**Directions for this task:** Arrange the lines as a numbered list, starting at the line that contains "Practice step: locate the foam" and ending at the final line of the items, with blank lines omitted.

(Lines of data)
-- START --

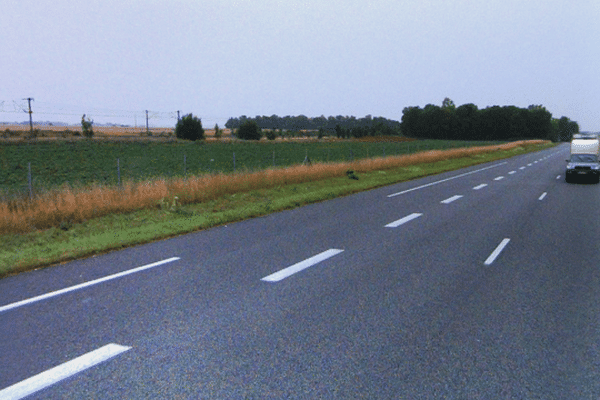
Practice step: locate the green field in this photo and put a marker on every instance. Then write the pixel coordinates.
(84, 162)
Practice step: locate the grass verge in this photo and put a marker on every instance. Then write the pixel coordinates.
(25, 251)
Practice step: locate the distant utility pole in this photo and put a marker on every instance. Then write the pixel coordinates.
(30, 118)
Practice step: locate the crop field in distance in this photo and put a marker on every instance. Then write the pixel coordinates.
(76, 163)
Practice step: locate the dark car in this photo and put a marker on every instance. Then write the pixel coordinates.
(583, 166)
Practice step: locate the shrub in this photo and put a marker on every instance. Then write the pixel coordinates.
(218, 132)
(271, 135)
(86, 127)
(189, 128)
(249, 130)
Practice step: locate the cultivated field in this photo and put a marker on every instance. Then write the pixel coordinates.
(68, 204)
(37, 166)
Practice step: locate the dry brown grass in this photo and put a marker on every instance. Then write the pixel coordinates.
(75, 206)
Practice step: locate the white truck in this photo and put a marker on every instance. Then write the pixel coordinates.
(583, 162)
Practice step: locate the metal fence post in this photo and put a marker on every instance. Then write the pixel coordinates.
(29, 181)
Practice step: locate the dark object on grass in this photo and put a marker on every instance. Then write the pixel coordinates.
(351, 175)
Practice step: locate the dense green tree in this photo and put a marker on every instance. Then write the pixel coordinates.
(189, 127)
(249, 130)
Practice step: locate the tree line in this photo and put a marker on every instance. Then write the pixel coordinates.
(341, 126)
(467, 122)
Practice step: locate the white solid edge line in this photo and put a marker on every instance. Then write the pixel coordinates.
(496, 252)
(404, 220)
(451, 199)
(445, 180)
(85, 284)
(60, 372)
(291, 270)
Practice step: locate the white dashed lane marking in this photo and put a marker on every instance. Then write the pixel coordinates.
(451, 199)
(496, 252)
(286, 272)
(63, 371)
(404, 220)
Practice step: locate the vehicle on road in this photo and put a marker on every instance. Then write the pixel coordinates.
(583, 162)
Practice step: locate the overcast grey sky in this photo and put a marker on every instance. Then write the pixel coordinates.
(113, 59)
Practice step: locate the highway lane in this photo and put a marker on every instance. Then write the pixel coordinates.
(400, 312)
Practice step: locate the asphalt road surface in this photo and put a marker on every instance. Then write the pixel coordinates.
(482, 283)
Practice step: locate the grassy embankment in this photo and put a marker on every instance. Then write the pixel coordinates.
(67, 224)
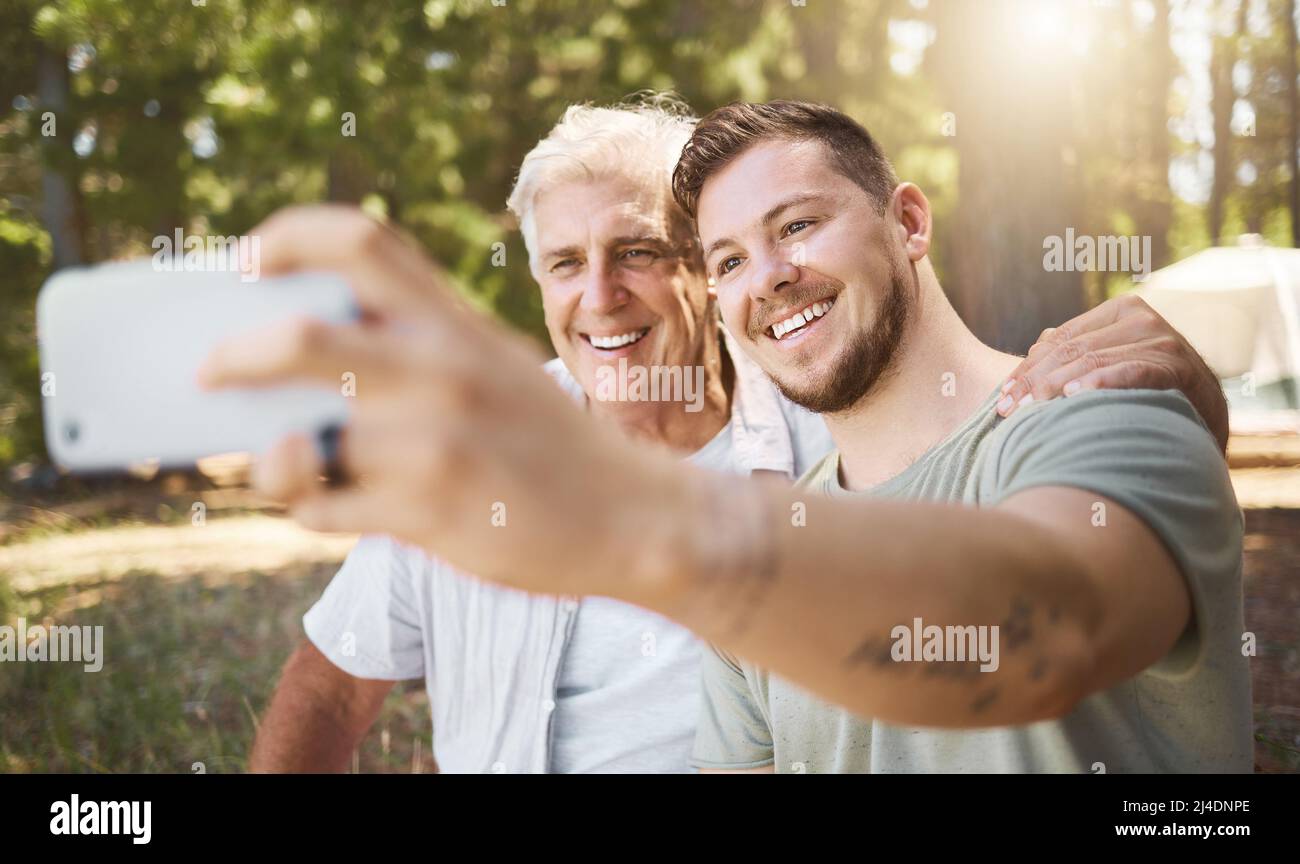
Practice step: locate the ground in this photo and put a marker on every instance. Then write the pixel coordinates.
(208, 612)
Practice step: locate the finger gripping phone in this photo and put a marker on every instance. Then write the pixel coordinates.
(121, 346)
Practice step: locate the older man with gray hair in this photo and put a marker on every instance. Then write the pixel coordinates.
(523, 682)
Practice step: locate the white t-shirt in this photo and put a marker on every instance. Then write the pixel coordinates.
(628, 690)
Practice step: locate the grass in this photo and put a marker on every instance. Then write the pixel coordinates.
(189, 665)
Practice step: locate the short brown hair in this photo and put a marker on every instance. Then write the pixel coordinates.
(728, 131)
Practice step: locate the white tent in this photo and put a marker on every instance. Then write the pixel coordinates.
(1240, 308)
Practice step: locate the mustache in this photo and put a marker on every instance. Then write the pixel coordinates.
(792, 300)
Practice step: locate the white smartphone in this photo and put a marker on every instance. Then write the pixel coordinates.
(120, 348)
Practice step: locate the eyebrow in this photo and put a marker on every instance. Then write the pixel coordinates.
(767, 218)
(631, 239)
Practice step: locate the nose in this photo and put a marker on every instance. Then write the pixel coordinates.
(603, 291)
(770, 273)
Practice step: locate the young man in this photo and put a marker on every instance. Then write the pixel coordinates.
(1126, 654)
(612, 255)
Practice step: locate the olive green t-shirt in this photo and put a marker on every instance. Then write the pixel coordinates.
(1145, 450)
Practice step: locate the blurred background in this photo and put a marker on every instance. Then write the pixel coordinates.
(1173, 121)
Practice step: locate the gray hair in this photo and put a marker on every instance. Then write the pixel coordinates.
(640, 139)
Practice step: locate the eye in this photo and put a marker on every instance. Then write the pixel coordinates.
(640, 257)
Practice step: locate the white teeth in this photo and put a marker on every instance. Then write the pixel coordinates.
(801, 318)
(618, 342)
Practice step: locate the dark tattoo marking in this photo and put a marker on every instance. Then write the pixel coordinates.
(1015, 630)
(984, 700)
(876, 651)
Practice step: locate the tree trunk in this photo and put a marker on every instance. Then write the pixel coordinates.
(1017, 176)
(1160, 211)
(1222, 95)
(1294, 100)
(63, 212)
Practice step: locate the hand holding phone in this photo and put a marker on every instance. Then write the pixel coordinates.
(120, 348)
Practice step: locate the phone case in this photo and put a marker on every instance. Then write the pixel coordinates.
(120, 348)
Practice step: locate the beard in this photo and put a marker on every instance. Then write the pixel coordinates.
(865, 361)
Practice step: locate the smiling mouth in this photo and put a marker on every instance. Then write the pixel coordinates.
(798, 321)
(616, 341)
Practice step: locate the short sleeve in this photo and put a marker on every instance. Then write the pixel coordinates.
(1148, 451)
(368, 621)
(732, 732)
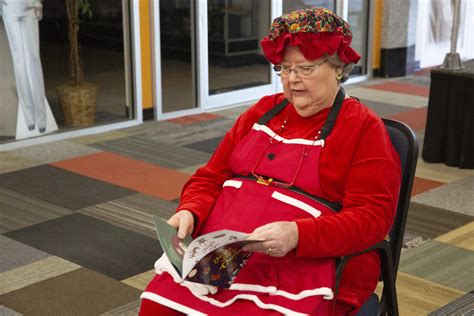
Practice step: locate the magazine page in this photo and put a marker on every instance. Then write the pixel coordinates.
(170, 243)
(221, 266)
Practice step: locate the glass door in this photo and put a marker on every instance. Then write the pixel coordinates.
(177, 50)
(233, 68)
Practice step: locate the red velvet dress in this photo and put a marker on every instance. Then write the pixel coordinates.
(357, 167)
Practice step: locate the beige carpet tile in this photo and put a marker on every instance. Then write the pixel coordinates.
(141, 280)
(461, 306)
(462, 237)
(18, 210)
(440, 172)
(10, 162)
(79, 292)
(98, 138)
(191, 170)
(441, 263)
(155, 152)
(430, 222)
(56, 151)
(455, 197)
(5, 311)
(147, 127)
(134, 212)
(15, 254)
(130, 309)
(410, 101)
(417, 296)
(34, 272)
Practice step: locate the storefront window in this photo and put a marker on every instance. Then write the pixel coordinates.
(235, 28)
(36, 64)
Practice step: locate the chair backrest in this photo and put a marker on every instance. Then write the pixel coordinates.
(405, 143)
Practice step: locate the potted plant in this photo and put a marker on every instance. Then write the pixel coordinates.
(77, 99)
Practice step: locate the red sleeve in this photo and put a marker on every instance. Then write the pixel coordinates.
(202, 189)
(370, 187)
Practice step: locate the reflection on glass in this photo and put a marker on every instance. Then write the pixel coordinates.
(235, 28)
(177, 55)
(358, 18)
(101, 40)
(103, 37)
(292, 5)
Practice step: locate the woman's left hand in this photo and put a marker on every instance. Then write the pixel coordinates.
(279, 238)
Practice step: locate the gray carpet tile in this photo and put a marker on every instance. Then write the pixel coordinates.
(411, 241)
(456, 197)
(18, 210)
(430, 222)
(383, 109)
(207, 146)
(61, 187)
(5, 311)
(149, 127)
(130, 309)
(108, 249)
(418, 80)
(153, 151)
(56, 151)
(180, 135)
(463, 306)
(441, 263)
(15, 254)
(79, 292)
(10, 162)
(134, 212)
(35, 272)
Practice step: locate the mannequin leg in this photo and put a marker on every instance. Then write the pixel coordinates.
(30, 36)
(14, 35)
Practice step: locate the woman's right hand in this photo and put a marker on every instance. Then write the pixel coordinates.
(183, 221)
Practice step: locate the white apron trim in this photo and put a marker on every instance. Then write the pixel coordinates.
(253, 298)
(301, 141)
(172, 304)
(200, 291)
(324, 291)
(296, 203)
(232, 183)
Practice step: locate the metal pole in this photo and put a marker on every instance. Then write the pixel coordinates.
(454, 34)
(452, 60)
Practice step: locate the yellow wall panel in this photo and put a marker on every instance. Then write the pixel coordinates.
(145, 41)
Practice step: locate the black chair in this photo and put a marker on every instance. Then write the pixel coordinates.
(405, 143)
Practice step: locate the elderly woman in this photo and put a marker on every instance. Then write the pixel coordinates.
(280, 173)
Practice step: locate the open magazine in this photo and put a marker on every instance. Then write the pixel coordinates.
(214, 258)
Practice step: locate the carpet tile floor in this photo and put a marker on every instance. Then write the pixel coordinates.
(77, 236)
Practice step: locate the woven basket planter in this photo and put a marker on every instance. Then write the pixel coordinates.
(78, 104)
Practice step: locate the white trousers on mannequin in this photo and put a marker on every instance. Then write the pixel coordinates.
(23, 36)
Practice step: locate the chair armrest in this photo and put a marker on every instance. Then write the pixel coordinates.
(389, 303)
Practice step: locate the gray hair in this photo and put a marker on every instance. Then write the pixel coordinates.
(335, 61)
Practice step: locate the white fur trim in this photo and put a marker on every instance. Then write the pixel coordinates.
(232, 183)
(252, 298)
(301, 141)
(272, 290)
(297, 203)
(172, 304)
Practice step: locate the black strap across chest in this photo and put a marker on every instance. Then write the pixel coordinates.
(330, 121)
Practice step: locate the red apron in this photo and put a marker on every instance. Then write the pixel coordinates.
(266, 285)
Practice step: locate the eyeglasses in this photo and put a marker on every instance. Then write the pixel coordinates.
(301, 71)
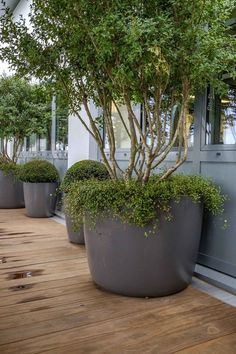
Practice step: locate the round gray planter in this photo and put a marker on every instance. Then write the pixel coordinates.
(40, 199)
(122, 260)
(75, 236)
(11, 192)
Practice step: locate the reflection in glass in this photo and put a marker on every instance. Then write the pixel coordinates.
(169, 122)
(31, 143)
(221, 118)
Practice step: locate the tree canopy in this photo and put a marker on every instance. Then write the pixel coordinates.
(154, 52)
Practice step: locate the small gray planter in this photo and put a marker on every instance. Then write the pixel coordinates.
(11, 192)
(122, 260)
(40, 199)
(74, 236)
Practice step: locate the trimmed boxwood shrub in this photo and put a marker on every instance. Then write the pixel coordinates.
(38, 171)
(136, 203)
(9, 168)
(84, 170)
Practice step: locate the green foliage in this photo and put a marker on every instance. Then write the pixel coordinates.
(8, 167)
(38, 171)
(84, 170)
(136, 203)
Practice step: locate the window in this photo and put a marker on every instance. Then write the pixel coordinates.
(121, 137)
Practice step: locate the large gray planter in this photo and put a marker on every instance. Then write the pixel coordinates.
(40, 199)
(11, 192)
(75, 236)
(122, 260)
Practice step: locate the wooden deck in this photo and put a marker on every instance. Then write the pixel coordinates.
(48, 303)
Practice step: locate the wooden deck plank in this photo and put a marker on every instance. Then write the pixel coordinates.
(61, 311)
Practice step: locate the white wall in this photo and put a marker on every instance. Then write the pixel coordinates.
(22, 9)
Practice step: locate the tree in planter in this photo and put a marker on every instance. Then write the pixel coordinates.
(158, 53)
(24, 110)
(155, 53)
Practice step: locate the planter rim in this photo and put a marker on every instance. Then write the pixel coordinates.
(39, 182)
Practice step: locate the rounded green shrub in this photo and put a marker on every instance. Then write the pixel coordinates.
(136, 203)
(9, 167)
(38, 171)
(84, 170)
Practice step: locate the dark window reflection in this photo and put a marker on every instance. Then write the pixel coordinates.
(221, 117)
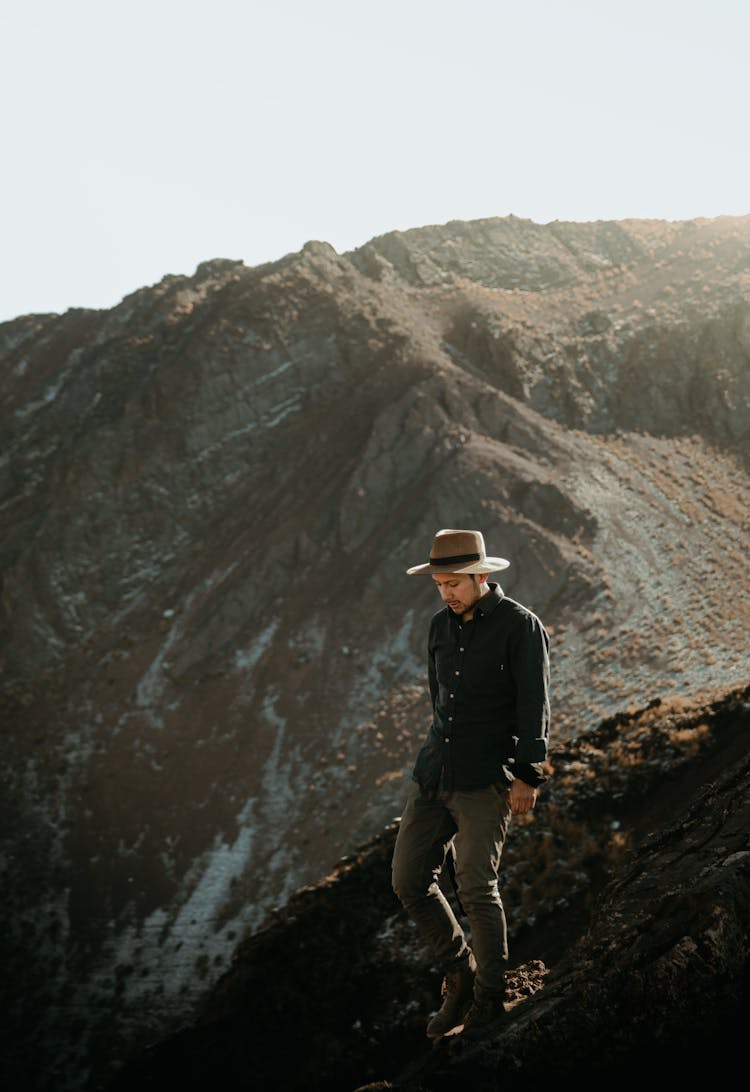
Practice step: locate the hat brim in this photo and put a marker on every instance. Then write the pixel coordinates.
(489, 565)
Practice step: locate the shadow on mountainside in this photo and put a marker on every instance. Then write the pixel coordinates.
(632, 879)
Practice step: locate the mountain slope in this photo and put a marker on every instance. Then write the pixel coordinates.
(213, 663)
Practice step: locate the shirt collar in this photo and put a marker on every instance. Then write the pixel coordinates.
(487, 604)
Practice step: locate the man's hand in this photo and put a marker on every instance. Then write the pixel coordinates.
(522, 797)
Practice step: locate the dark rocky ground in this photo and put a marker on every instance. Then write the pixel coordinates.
(212, 664)
(637, 965)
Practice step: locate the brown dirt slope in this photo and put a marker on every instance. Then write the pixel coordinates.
(639, 861)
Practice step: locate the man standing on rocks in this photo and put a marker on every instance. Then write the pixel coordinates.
(488, 671)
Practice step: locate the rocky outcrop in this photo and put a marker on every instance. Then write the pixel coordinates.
(640, 870)
(212, 661)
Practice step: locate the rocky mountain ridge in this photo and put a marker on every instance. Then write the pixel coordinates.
(212, 661)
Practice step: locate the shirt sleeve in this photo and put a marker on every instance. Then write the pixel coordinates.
(531, 667)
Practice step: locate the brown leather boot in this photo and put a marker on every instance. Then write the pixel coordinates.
(457, 990)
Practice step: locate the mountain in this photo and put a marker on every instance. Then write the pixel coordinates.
(212, 660)
(632, 881)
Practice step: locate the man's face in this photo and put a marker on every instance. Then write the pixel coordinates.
(460, 590)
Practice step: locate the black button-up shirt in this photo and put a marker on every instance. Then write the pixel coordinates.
(489, 685)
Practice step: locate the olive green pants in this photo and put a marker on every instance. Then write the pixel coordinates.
(473, 825)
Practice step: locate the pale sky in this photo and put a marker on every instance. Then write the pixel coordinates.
(143, 137)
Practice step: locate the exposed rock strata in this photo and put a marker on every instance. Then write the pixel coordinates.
(645, 969)
(188, 737)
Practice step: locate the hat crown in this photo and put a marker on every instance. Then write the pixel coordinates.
(461, 546)
(460, 550)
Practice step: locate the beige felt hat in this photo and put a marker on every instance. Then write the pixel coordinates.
(460, 552)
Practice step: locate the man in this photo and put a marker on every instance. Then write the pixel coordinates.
(488, 669)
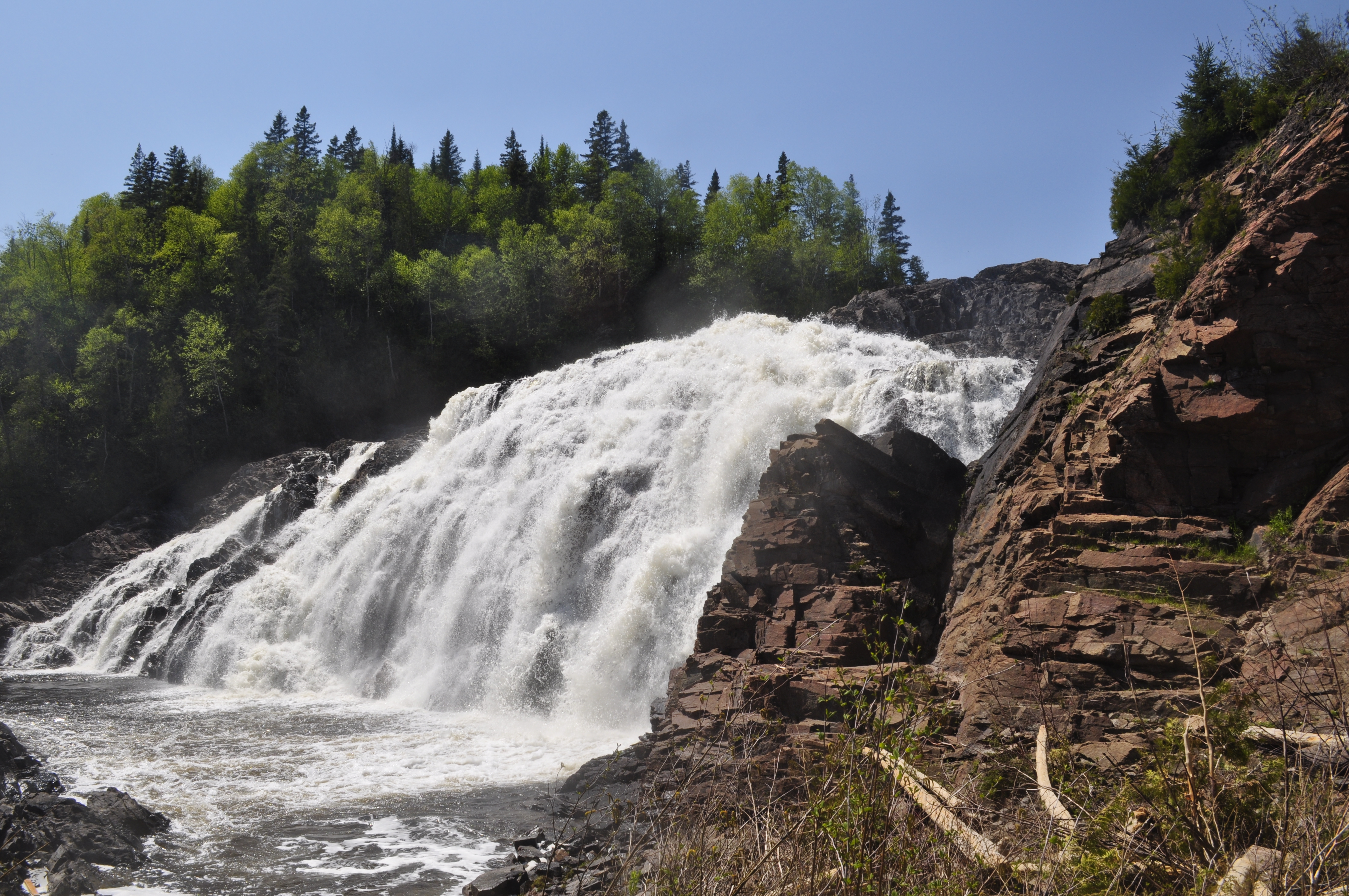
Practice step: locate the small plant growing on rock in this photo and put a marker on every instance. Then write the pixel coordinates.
(1108, 312)
(1174, 270)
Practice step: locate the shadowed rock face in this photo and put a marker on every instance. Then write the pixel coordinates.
(846, 536)
(1008, 310)
(1227, 407)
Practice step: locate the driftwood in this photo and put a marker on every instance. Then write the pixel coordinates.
(1061, 815)
(973, 844)
(1318, 748)
(1250, 875)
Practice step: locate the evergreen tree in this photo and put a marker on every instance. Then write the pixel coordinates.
(625, 157)
(347, 152)
(307, 136)
(176, 176)
(399, 152)
(685, 176)
(280, 129)
(450, 162)
(918, 274)
(889, 232)
(714, 187)
(514, 162)
(783, 185)
(601, 157)
(143, 183)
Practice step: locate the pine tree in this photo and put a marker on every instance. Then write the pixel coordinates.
(783, 195)
(448, 161)
(176, 176)
(685, 176)
(347, 152)
(601, 157)
(601, 141)
(143, 183)
(714, 187)
(889, 232)
(307, 136)
(280, 129)
(514, 162)
(399, 152)
(918, 274)
(625, 157)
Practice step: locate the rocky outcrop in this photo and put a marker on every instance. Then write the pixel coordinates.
(68, 838)
(842, 555)
(1008, 310)
(1101, 525)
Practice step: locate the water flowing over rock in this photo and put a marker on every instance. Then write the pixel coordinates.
(546, 548)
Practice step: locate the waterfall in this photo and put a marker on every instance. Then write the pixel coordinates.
(550, 546)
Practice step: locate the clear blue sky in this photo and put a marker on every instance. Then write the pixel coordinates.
(996, 125)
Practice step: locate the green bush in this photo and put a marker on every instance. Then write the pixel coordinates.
(1108, 312)
(1217, 219)
(1174, 270)
(1281, 524)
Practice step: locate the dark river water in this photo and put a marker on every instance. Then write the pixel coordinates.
(296, 794)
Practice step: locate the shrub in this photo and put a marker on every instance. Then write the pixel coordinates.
(1108, 312)
(1174, 270)
(1281, 524)
(1217, 219)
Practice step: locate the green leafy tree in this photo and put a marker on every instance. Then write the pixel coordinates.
(205, 360)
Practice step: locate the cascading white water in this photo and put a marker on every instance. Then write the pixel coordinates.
(548, 548)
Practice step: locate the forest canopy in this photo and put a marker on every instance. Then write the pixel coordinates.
(326, 291)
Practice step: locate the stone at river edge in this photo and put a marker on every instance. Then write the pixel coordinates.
(1227, 407)
(42, 829)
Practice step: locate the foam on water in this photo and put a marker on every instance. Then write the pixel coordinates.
(548, 548)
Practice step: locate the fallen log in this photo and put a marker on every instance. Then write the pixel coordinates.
(1058, 811)
(1251, 875)
(975, 845)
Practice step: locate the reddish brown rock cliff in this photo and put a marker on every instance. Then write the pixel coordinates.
(1135, 454)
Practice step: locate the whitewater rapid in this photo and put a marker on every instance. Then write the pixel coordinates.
(547, 551)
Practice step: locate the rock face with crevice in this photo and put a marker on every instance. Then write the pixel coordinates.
(1100, 525)
(844, 552)
(1007, 310)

-- END --

**Final result:**
1. Practice step: locate the foam on water in this photo and put a marker on every instance. Then write the pixel coordinates.
2. (548, 548)
3. Practice step: locate the fallen log in this photo and put a marker on every instance. Then write the pixel coordinates.
4. (1058, 811)
5. (1251, 875)
6. (975, 845)
7. Practice step: locate the reddish brown rock cliff in this photo and put a marker on every instance. Then write the pixel coordinates.
8. (1135, 454)
9. Practice step: locate the whitewater rapid in this photo and put a marker on every instance. Then write the pixel coordinates.
10. (547, 551)
11. Practice step: locate the rock face with crevice in this photo and put a marker on every instance. Then write the pixel coordinates.
12. (1100, 525)
13. (844, 552)
14. (1007, 310)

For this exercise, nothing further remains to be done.